[PROBLEMA A RESOLVER]
Redimensione as coordenadas das respostas da linha que contém "Question. Locate the row" até a última linha, ambas incluídas. Reescreva apenas essas linhas, com os pedidos, multiplicando cada coordenada das respostas por 1,45 e arredondando para inteiro, com as metades para cima.

■ ■ ■ ■ ■ ■ ■

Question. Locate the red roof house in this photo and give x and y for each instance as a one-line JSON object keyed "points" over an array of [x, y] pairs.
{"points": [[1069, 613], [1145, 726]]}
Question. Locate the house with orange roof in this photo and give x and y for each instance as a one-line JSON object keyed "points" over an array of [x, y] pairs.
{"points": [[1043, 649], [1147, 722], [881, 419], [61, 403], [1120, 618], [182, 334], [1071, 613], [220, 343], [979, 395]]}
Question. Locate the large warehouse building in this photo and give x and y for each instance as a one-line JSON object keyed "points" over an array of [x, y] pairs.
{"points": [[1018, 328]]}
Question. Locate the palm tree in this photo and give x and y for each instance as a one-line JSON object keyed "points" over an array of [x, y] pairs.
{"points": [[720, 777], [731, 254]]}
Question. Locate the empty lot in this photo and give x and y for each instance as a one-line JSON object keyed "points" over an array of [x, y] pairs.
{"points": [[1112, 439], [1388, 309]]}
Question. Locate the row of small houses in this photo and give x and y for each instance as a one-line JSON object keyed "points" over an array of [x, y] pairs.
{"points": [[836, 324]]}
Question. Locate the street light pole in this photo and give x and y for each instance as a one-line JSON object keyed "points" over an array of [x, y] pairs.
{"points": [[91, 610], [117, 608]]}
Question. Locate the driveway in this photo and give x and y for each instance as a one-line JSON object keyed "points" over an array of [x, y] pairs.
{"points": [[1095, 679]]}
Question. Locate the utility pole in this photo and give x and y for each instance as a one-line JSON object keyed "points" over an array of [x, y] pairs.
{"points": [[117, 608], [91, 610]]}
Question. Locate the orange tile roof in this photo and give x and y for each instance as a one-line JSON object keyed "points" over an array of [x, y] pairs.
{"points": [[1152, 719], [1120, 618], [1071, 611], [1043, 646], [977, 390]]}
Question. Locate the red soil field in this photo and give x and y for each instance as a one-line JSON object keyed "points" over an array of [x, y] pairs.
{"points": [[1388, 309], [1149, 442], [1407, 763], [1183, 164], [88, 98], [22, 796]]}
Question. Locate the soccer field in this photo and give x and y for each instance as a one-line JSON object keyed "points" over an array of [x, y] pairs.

■ ■ ■ ■ ■ ■ ■

[RESPOSTA ESCRITA]
Question. Locate the row of small houses in this photo and give x and y for each instance as a one-line JSON object keyed "points" over an array of [x, y] pairs.
{"points": [[1212, 470]]}
Question. Locate the street light pole in this photo and give x and y for each instance as a one-line JSON object keyed "points" over an array of [x, y] pairs.
{"points": [[132, 885], [170, 882]]}
Question. Locate the driveway in this photo and give x and y for each instance as a one-line JSON object keyed "points" over an array of [x, y] pairs.
{"points": [[1588, 985]]}
Question. Locate the utility pole in this photo and give x and y for each instance as a one-line JSON object keyed "points" over an array of [x, y] pairs.
{"points": [[170, 882], [132, 885]]}
Question. Locate the orange tile roof in this photo and give x and y for each instance as a one-line JSON object keyed "points" over an array of [x, y] pairs.
{"points": [[1670, 1043], [1624, 896], [1553, 886], [1512, 937], [1417, 566]]}
Question. Locate the red soil field in this photo and give x and y for each instance as a one-line JSON object keyed "points" over an array of [x, y] pairs.
{"points": [[2013, 448], [1666, 641], [2040, 1106], [1715, 238], [128, 142], [32, 1154]]}
Question. Locate the soccer field in this photo and give x and y for each instance as a one-line JSON object keyed "points" over an array of [x, y] pairs.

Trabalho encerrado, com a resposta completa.